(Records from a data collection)
start

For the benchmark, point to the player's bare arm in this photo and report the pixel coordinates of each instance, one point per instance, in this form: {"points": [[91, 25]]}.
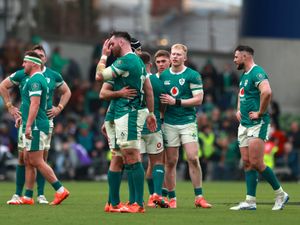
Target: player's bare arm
{"points": [[265, 98], [5, 85], [194, 101], [65, 93], [238, 112], [107, 92], [151, 119], [103, 73], [33, 111]]}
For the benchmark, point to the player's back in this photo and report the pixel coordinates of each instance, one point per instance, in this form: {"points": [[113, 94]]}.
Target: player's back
{"points": [[131, 72], [54, 80], [36, 86]]}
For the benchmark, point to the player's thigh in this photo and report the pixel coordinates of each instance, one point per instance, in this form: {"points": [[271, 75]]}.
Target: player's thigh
{"points": [[153, 143], [188, 133], [256, 151], [38, 141], [242, 136], [111, 134], [171, 135], [191, 149]]}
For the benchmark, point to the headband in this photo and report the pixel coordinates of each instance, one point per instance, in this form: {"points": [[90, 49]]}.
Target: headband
{"points": [[33, 59]]}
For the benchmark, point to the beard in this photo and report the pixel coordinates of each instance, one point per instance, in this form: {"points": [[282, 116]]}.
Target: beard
{"points": [[241, 66], [116, 52]]}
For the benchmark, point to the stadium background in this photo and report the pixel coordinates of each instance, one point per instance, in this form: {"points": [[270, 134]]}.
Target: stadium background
{"points": [[72, 32]]}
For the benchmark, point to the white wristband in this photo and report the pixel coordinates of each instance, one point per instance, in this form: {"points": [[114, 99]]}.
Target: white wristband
{"points": [[104, 57]]}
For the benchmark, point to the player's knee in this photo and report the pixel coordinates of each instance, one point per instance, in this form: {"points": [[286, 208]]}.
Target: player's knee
{"points": [[246, 164], [171, 163], [194, 161]]}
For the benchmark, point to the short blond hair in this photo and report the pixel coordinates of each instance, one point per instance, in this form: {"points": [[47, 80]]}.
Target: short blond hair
{"points": [[161, 53], [181, 47]]}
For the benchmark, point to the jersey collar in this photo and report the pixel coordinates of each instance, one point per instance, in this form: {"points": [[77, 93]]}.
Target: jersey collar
{"points": [[180, 72], [250, 69]]}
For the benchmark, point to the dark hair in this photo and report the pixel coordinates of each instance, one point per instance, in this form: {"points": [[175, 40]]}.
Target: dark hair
{"points": [[245, 48], [32, 53], [146, 57], [38, 47], [135, 44], [160, 53], [121, 34]]}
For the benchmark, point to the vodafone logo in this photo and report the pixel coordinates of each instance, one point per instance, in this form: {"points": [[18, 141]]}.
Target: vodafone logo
{"points": [[174, 91], [242, 92]]}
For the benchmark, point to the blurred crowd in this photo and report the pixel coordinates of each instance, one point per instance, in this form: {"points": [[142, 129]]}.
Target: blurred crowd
{"points": [[80, 151]]}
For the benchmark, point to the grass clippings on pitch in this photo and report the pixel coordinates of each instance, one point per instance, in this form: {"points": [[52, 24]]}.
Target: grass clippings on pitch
{"points": [[86, 202]]}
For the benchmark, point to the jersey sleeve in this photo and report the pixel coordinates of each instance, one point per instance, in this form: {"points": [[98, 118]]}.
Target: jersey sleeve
{"points": [[259, 77], [58, 80], [196, 85], [34, 87], [17, 77], [120, 67]]}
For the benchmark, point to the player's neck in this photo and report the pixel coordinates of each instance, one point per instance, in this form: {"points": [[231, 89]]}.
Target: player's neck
{"points": [[249, 66], [177, 69], [34, 71]]}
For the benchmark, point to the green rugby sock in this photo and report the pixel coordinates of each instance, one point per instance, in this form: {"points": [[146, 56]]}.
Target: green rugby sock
{"points": [[270, 177], [28, 193], [40, 180], [158, 173], [164, 192], [251, 177], [198, 191], [114, 181], [172, 194], [20, 179], [150, 185], [56, 185], [130, 184], [138, 175]]}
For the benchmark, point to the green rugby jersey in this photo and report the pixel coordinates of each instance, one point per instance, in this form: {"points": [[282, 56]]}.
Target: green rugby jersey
{"points": [[54, 80], [181, 86], [110, 114], [130, 71], [19, 78], [250, 95], [36, 86], [158, 89]]}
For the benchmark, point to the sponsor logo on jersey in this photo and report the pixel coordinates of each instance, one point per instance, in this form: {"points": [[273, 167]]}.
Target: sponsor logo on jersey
{"points": [[125, 74], [158, 146], [242, 92], [35, 86], [174, 91], [260, 76], [166, 82], [181, 81]]}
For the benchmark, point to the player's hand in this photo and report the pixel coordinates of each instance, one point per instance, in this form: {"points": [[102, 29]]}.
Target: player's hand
{"points": [[238, 116], [14, 111], [18, 122], [128, 93], [167, 99], [254, 115], [106, 49], [103, 131], [51, 113], [151, 122], [28, 133]]}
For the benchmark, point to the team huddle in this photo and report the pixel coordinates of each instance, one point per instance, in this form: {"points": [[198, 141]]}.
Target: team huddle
{"points": [[152, 114]]}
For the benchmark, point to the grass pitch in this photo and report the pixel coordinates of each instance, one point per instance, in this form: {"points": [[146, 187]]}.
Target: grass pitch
{"points": [[86, 202]]}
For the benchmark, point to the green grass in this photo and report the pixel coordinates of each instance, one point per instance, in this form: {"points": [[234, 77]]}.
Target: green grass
{"points": [[86, 202]]}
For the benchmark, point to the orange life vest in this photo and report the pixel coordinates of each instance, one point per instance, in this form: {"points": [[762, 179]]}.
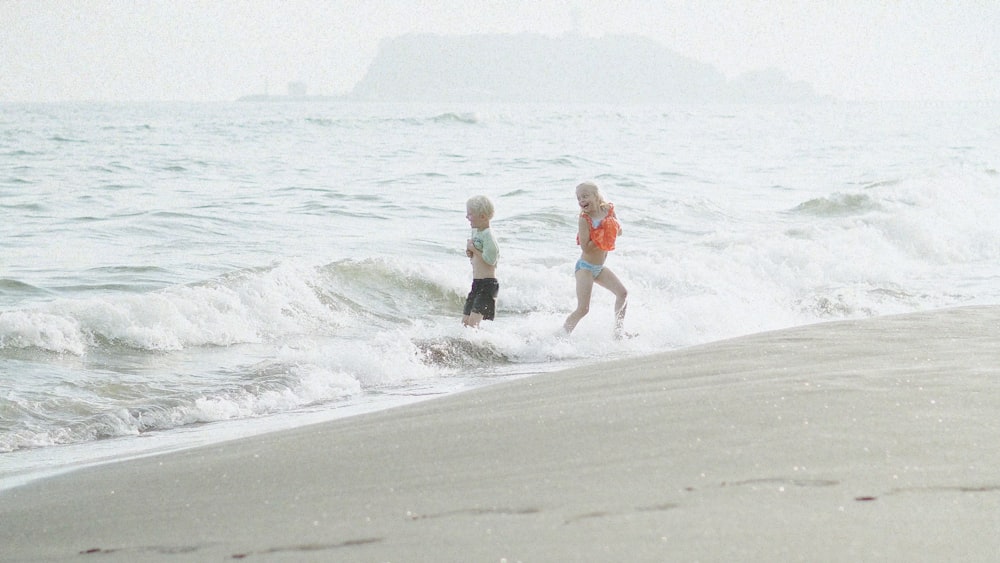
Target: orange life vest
{"points": [[605, 233]]}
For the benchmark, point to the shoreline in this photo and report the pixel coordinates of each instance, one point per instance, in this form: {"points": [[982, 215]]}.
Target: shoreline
{"points": [[847, 440]]}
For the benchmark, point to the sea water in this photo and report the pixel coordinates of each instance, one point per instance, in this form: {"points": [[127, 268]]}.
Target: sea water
{"points": [[177, 273]]}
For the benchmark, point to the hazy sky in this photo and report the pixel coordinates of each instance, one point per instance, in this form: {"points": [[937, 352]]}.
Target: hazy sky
{"points": [[223, 49]]}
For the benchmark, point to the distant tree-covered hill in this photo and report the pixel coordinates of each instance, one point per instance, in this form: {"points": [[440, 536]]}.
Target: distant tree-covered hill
{"points": [[570, 68]]}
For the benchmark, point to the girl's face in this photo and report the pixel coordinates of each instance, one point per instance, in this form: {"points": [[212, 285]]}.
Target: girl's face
{"points": [[588, 200], [477, 220]]}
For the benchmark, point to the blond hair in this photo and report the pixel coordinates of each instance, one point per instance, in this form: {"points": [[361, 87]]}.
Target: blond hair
{"points": [[480, 204], [592, 188]]}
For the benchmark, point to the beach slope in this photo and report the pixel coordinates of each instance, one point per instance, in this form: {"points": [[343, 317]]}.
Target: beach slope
{"points": [[870, 440]]}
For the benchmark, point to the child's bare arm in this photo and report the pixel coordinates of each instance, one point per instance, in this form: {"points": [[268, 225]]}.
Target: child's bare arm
{"points": [[586, 245]]}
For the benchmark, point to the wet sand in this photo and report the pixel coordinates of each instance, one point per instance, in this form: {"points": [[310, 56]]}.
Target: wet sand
{"points": [[871, 440]]}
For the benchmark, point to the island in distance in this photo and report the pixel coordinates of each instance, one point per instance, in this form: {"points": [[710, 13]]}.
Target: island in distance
{"points": [[571, 68]]}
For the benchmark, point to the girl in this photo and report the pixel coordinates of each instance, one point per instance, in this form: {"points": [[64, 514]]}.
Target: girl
{"points": [[597, 233]]}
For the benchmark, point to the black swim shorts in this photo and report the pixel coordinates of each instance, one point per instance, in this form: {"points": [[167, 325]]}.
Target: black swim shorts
{"points": [[483, 298]]}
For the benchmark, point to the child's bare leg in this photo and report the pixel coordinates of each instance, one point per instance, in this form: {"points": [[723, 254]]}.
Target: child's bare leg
{"points": [[609, 280], [584, 288], [472, 320]]}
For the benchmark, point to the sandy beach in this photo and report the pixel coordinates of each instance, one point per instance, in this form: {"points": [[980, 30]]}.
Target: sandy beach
{"points": [[870, 440]]}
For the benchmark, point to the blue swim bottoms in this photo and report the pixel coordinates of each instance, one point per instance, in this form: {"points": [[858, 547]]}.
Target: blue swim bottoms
{"points": [[582, 264]]}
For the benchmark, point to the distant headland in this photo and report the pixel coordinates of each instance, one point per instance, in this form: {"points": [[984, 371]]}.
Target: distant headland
{"points": [[571, 68]]}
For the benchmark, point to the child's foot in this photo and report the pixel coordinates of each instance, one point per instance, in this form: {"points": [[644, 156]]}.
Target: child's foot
{"points": [[621, 334]]}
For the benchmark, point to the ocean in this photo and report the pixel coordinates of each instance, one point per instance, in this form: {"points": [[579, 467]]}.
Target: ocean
{"points": [[174, 274]]}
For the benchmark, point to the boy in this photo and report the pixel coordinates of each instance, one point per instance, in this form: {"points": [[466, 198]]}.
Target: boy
{"points": [[483, 252]]}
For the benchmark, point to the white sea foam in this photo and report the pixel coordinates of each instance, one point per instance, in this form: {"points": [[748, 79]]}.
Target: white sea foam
{"points": [[237, 262]]}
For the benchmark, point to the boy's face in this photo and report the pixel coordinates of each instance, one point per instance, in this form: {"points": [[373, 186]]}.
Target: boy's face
{"points": [[477, 220]]}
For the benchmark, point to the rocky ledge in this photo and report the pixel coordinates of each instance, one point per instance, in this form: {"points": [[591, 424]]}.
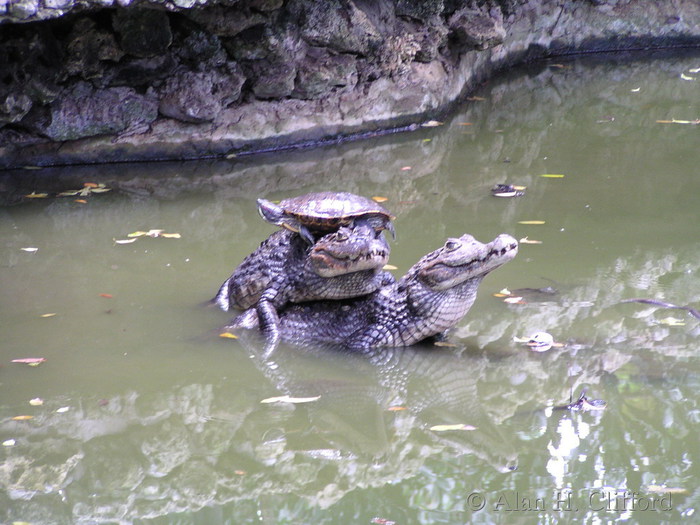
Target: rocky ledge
{"points": [[86, 81]]}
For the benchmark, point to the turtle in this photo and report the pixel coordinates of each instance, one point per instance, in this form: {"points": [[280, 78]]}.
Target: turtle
{"points": [[325, 212]]}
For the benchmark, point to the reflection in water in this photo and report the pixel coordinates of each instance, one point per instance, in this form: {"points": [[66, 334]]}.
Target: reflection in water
{"points": [[164, 426]]}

end

→ Stated task
Starting at the line that holds "For the benchmark, point to the boy's", copy each line exactly through the end of the listing, both ends included. Leave the pictures out.

→ Finished answer
For the benchmark, point to the boy's face in this photo and report the pixel coordinates of each instance, one point per instance, in this form: {"points": [[373, 186]]}.
Target: boy's face
{"points": [[477, 220]]}
For the benchmark, point to the rocky ledge in this photo and report the pixel coordinates of each instance, one point per instance, in this form: {"points": [[591, 424]]}.
Target: rocky ledge
{"points": [[86, 81]]}
For the benchmark, point to the turtle in this photo and report the pixel coordinates of each instance, one point per instance, in this form: {"points": [[280, 78]]}.
Target: turtle
{"points": [[325, 212]]}
For the benchmark, point to the reflection in water in this photo and report the pixel coordinates of each instance, one point per instance, in this form: {"points": [[66, 334]]}.
Target: reflection in water
{"points": [[164, 426]]}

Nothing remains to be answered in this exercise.